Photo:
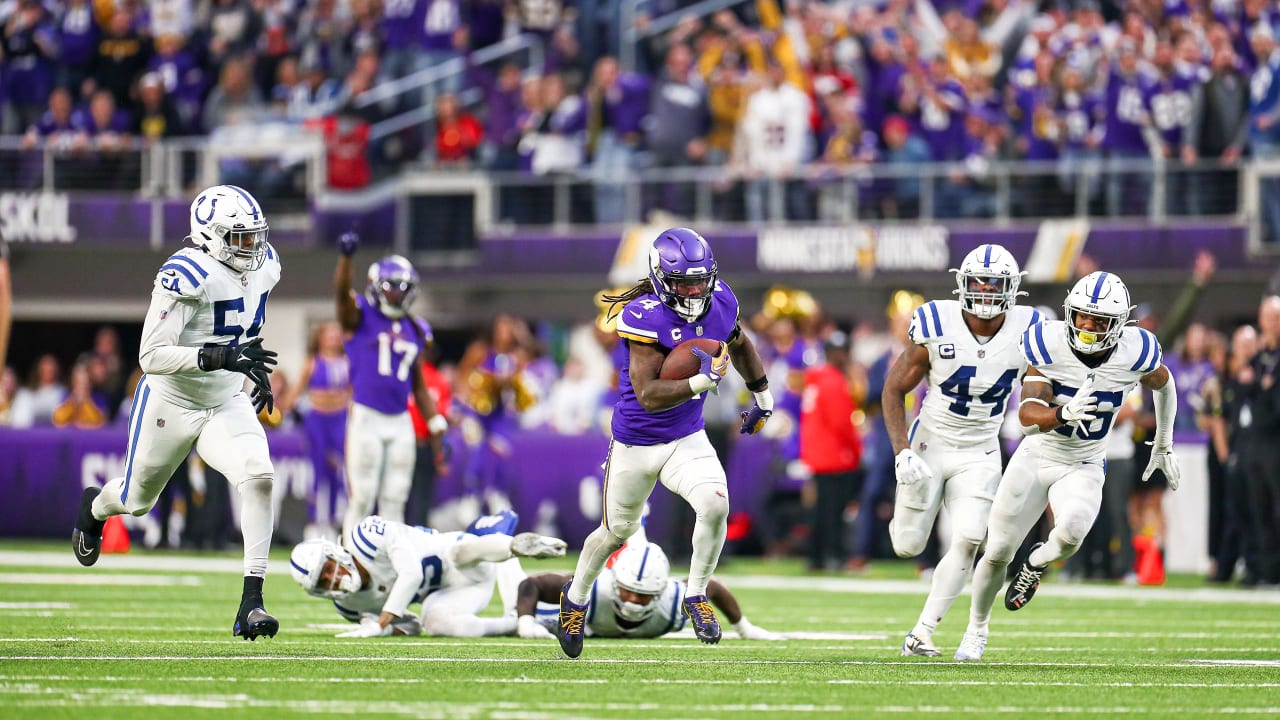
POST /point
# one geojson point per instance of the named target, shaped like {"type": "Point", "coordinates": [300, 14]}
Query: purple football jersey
{"type": "Point", "coordinates": [383, 358]}
{"type": "Point", "coordinates": [648, 320]}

────────────────

- What you will do: Can you reproduce the records above line for line, without the pictures?

- Exercise output:
Photo:
POST /point
# one geojson point per instance of the named target, shaped like {"type": "Point", "coordinates": [300, 14]}
Query: purple football jersey
{"type": "Point", "coordinates": [383, 358]}
{"type": "Point", "coordinates": [648, 320]}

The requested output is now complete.